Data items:
○ ○ ○
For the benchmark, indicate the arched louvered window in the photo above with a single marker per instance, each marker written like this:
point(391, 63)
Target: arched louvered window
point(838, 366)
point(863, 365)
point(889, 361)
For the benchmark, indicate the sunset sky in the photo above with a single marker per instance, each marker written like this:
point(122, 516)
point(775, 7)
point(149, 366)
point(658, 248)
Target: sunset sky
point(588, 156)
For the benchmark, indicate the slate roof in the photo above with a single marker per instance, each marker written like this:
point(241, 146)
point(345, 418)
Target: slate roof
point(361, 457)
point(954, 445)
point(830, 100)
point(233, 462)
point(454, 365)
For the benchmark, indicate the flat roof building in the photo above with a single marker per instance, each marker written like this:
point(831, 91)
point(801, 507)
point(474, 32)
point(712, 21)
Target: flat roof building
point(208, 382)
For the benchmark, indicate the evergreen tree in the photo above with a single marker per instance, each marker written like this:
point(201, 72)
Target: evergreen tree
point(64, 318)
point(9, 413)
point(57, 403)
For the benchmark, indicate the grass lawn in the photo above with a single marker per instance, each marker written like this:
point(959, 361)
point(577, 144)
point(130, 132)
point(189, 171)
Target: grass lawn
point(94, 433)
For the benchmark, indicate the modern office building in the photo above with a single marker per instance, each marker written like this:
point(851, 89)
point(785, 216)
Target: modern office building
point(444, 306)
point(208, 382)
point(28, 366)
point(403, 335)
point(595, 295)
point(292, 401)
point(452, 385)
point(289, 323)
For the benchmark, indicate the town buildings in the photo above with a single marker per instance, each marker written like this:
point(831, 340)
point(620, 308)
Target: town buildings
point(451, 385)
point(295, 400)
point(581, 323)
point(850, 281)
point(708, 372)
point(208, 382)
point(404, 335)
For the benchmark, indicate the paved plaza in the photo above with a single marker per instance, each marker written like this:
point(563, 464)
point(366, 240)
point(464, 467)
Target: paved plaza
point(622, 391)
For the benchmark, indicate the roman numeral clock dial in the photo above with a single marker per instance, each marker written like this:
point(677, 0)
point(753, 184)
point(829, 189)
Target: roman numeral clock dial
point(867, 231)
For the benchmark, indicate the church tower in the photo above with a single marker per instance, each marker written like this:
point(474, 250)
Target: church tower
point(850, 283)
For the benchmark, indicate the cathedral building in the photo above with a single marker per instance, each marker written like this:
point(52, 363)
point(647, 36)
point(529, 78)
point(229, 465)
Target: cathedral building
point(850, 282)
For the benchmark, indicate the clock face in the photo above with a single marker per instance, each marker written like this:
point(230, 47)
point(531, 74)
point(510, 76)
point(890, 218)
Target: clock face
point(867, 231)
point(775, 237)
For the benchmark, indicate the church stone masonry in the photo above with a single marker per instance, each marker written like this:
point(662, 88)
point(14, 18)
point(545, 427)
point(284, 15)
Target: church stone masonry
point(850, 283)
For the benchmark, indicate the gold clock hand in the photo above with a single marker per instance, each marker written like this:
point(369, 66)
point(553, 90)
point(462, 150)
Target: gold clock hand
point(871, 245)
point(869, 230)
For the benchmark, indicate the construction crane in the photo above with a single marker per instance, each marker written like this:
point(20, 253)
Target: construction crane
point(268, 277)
○ ○ ○
Arrange every line of the records above into a Markdown table with two columns, Row and Line. Number the rows in order and leave out any blank lines.

| Row | Line |
|---|---|
| 1 | For the benchmark, indicate the arched louvered window in the photo above with a single marker per instance, each marker written like this: |
| 2 | point(391, 63) |
| 3 | Target: arched louvered window |
| 4 | point(838, 366) |
| 5 | point(863, 365) |
| 6 | point(889, 361) |
| 7 | For the benchmark, indicate the sunset sky in the photo above with a single marker per instance, each marker written like this: |
| 8 | point(122, 516) |
| 9 | point(775, 7) |
| 10 | point(149, 366) |
| 11 | point(658, 248) |
| 12 | Target: sunset sky |
| 13 | point(588, 156) |
| 14 | For the benchmark, indicate the slate roof in the photo above with a single marker per instance, each marker written like this: |
| 15 | point(241, 146) |
| 16 | point(345, 418) |
| 17 | Target: slate roof |
| 18 | point(361, 457) |
| 19 | point(954, 445) |
| 20 | point(830, 100) |
| 21 | point(233, 462) |
| 22 | point(454, 365) |
| 23 | For the benchmark, indicate the flat roof building in the photo above with a single marker per instance, each marker written like this: |
| 24 | point(831, 91) |
| 25 | point(801, 507) |
| 26 | point(474, 32) |
| 27 | point(712, 21) |
| 28 | Target: flat roof building |
| 29 | point(208, 382) |
| 30 | For the benchmark, indicate the evergreen tree in the photo above with a single marker per instance, each marker written like this: |
| 31 | point(201, 72) |
| 32 | Target: evergreen tree |
| 33 | point(64, 318) |
| 34 | point(9, 413) |
| 35 | point(57, 403) |
| 36 | For the benchmark, indicate the grass lawn in the photo above with a single marker per instance, each marker written like this: |
| 37 | point(959, 361) |
| 38 | point(577, 144) |
| 39 | point(130, 132) |
| 40 | point(189, 171) |
| 41 | Target: grass lawn |
| 42 | point(94, 433) |
| 43 | For the benchmark, indicate the modern office building in the photo above with a single marker per instance, each marker written like this: |
| 44 | point(851, 89) |
| 45 | point(785, 216) |
| 46 | Target: modern office building |
| 47 | point(444, 306) |
| 48 | point(208, 382) |
| 49 | point(28, 366) |
| 50 | point(403, 335) |
| 51 | point(595, 295) |
| 52 | point(292, 401) |
| 53 | point(452, 385) |
| 54 | point(289, 323) |
| 55 | For the benchmark, indicate the town buildings in the photo above with a single marker per instance, each marker written like this: |
| 56 | point(831, 340) |
| 57 | point(620, 308) |
| 58 | Target: town buildings |
| 59 | point(451, 385) |
| 60 | point(295, 400) |
| 61 | point(581, 323) |
| 62 | point(850, 281) |
| 63 | point(708, 372) |
| 64 | point(208, 382) |
| 65 | point(404, 335) |
| 66 | For the benchmark, indicate the paved plaza in the photo above with a single marker per instance, each marker written like this: |
| 67 | point(563, 464) |
| 68 | point(366, 240) |
| 69 | point(464, 467) |
| 70 | Target: paved plaza |
| 71 | point(622, 391) |
| 72 | For the benchmark, indicate the roman numeral clock dial in the photo above with a single marker per instance, each marker written like this: |
| 73 | point(677, 0) |
| 74 | point(753, 184) |
| 75 | point(829, 189) |
| 76 | Target: roman numeral clock dial |
| 77 | point(867, 231) |
| 78 | For the benchmark, indicate the church tower in the photo above with a single marker per instance, each marker written like this: |
| 79 | point(474, 250) |
| 80 | Target: church tower |
| 81 | point(850, 283) |
| 82 | For the benchmark, indicate the cathedral building in the photo above with a single marker per instance, each marker written like this: |
| 83 | point(52, 363) |
| 84 | point(647, 36) |
| 85 | point(529, 78) |
| 86 | point(229, 465) |
| 87 | Target: cathedral building |
| 88 | point(850, 282) |
| 89 | For the benchmark, indicate the clock face in the photo above with a single marker per instance, each marker written like this: |
| 90 | point(230, 47) |
| 91 | point(531, 74) |
| 92 | point(510, 76) |
| 93 | point(890, 218) |
| 94 | Target: clock face |
| 95 | point(867, 231) |
| 96 | point(775, 237) |
| 97 | For the benchmark, indicate the church stone masonry in the photo above with a single marker per instance, each marker written like this: |
| 98 | point(662, 88) |
| 99 | point(14, 18) |
| 100 | point(545, 427) |
| 101 | point(284, 15) |
| 102 | Target: church stone masonry |
| 103 | point(850, 283) |
| 104 | For the benchmark, indicate the gold clock hand in the photo above with a single marker per instance, each marker written like this: |
| 105 | point(369, 66) |
| 106 | point(553, 90) |
| 107 | point(462, 150) |
| 108 | Target: gold clock hand |
| 109 | point(871, 245) |
| 110 | point(869, 230) |
| 111 | For the benchmark, indicate the construction crane in the photo above with a single marker per instance, each marker written like this: |
| 112 | point(20, 253) |
| 113 | Target: construction crane |
| 114 | point(268, 277) |